TEXT SEGMENT:
━━━━━━

The Gist
- Time-to-market impact. Improving time-to-market can significantly boost customer satisfaction and total shareholder returns, emphasizing its importance for businesses.
- CX challenges. Access to data, outdated technology, financial challenges and organizational culture can hinder effective customer experience implementation.
- Modern integration. Establishing a cross-functional team with agile methodologies and leveraging modern integration platforms can accelerate time-to-market and enhance customer experience.
Speed, agility and velocity are important for businesses to thrive. Today, companies invest a lot to improve CX. But these investments are superficial, costing companies a lot of money and negatively impacting ROI. As my son’s birthday approached, I eagerly asked him what he wanted as a gift. His answer was unexpected — he wanted a watch. As a proud parent, I thought a classic analog watch would be the perfect present to help teach him how to tell time. But, to my surprise, he begged for an Apple Watch instead.

━━━━━━

PROVIDED DATA:
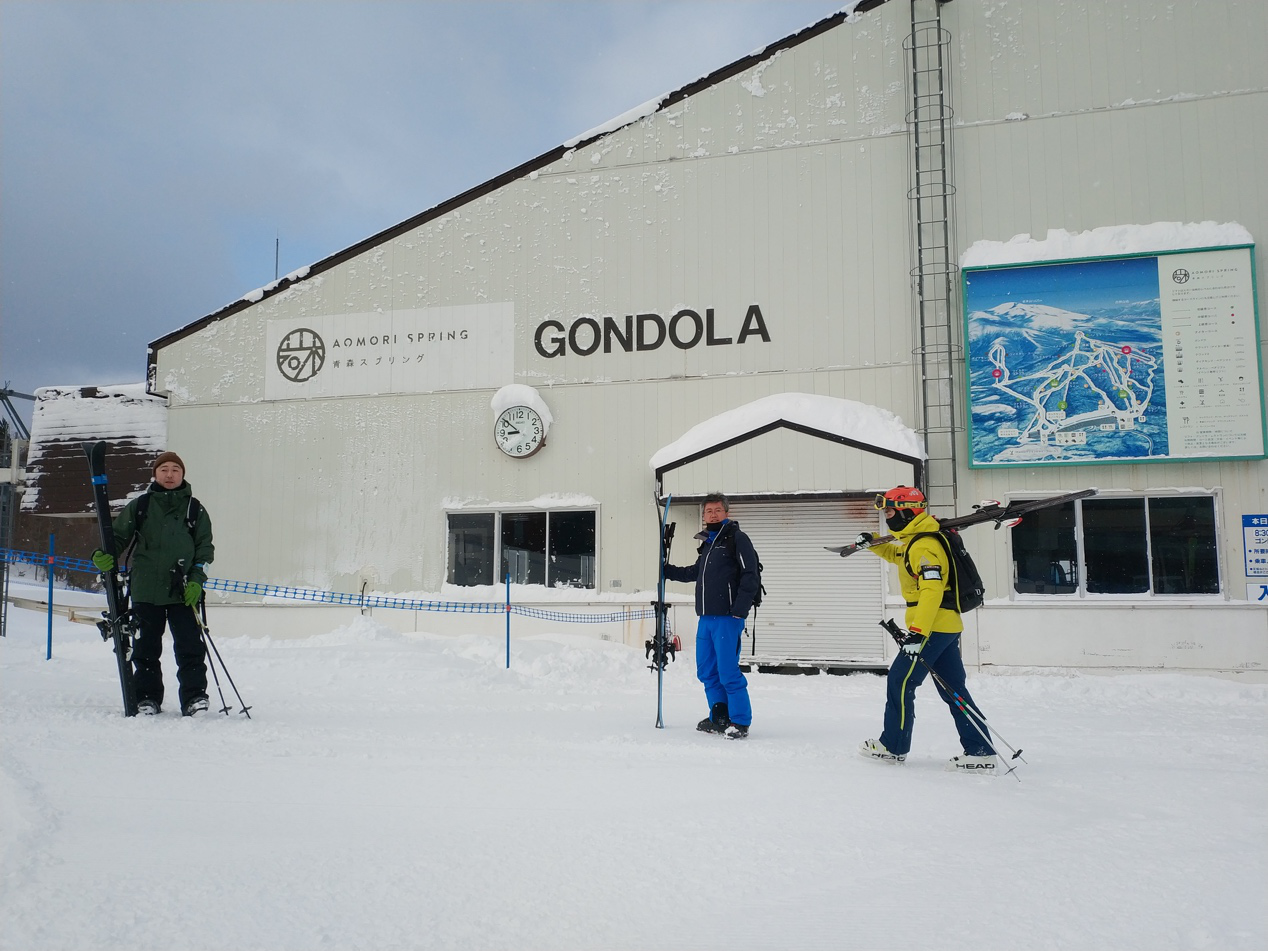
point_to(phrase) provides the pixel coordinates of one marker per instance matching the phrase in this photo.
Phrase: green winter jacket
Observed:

━━━━━━

JOB:
Answer these questions from the text on time-to-market and customer experience:
1. What two things can improving time-to-market boost?
2. What four things can hinder effective customer experience implementation?
3. What kind of watch did the son beg for?
The lines above come from a separate source.

THE RESULT:
1. Customer satisfaction and total shareholder returns.
2. Access to data, outdated technology, financial challenges and organizational culture.
3. An Apple Watch.